## [Exercises to complete]
**a)** Reproduce the passage of the Ryûsuke Hamaguchi article starting with "Despite the tumultuous" and going on through "look like slackers.".
**b)** In the Ryûsuke Hamaguchi article, what reason is given for saying Hamaguchi makes other filmmakers look like slackers? Answer in one to three sentences.

Despite the tumultuous conditions facing film production and distribution, the most fortunate of filmmakers have been able to defy the odds and complete some major projects over the past two years. Ryûsuke Hamaguchi makes the rest of them look like slackers.
Last year alone saw the US release of three different projects by the acclaimed Japanese filmmaker: “Wife of a Spy,” the Kiyoshi Kurosawa-directed World War II drama co-written by Hamaguchi (available on Amazon Prime, Google Play, iTunes, Vudu, and YouTube); “Wheel of Fortune and Fantasy,” a romantic triptych Hamaguchi both wrote and directed (available on Amazon Prime and Vudu); and “Drive My Car,” the sprawling emotional epic he adapted from the Haruki Murakami short story of the same name with co-writer Takamase Oe.
It’s this latest film, which has had a rolling release since late November and opens at the Coolidge Corner on Jan. 14, that has catapulted Hamaguchi’s already impressive reputation to that of a modern master. The film sees theater actor and director Yūsuke Kafuku (Hidetoshi Nishijima) confront major losses alongside his young driver Misaki Watari (Tōko Miura) while staging an adaptation of Chekhov’s “Uncle Vanya.” “Drive My Car” has swept up recognition from all the major critic’s groups, including the Boston Society of Film Critics, which awarded the film best picture, best actor for Nishijima, best director for Hamaguchi, and best screenplay for both Hamaguchi and Oe.

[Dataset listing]
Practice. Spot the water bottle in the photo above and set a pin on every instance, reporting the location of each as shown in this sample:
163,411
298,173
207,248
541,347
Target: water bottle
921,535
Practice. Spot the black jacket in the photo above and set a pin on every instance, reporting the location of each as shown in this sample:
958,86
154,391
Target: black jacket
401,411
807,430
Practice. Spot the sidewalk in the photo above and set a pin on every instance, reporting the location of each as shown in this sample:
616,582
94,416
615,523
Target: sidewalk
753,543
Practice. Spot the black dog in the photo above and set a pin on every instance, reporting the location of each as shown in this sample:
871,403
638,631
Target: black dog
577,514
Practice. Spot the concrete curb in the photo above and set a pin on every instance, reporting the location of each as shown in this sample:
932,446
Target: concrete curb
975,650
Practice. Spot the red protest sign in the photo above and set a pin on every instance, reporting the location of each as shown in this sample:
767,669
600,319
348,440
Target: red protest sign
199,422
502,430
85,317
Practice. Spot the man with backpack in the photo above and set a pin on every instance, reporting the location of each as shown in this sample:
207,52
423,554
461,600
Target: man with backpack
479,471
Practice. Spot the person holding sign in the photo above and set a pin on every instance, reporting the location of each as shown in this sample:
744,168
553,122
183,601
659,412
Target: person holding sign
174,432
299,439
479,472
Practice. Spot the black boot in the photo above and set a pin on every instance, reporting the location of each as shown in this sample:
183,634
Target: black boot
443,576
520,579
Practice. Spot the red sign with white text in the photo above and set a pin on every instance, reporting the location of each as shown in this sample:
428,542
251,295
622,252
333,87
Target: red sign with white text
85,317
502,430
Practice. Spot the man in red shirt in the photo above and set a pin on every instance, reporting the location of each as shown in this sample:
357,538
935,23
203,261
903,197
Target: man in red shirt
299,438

## [Task-by-task results]
**a)**
Despite the tumultuous conditions facing film production and distribution, the most fortunate of filmmakers have been able to defy the odds and complete some major projects over the past two years. Ryûsuke Hamaguchi makes the rest of them look like slackers.

**b)** Last year alone, three of his projects were released in the US. He co-wrote "Wife of a Spy," wrote and directed "Wheel of Fortune and Fantasy," and adapted "Drive My Car" from a Haruki Murakami short story with co-writer Takamase Oe.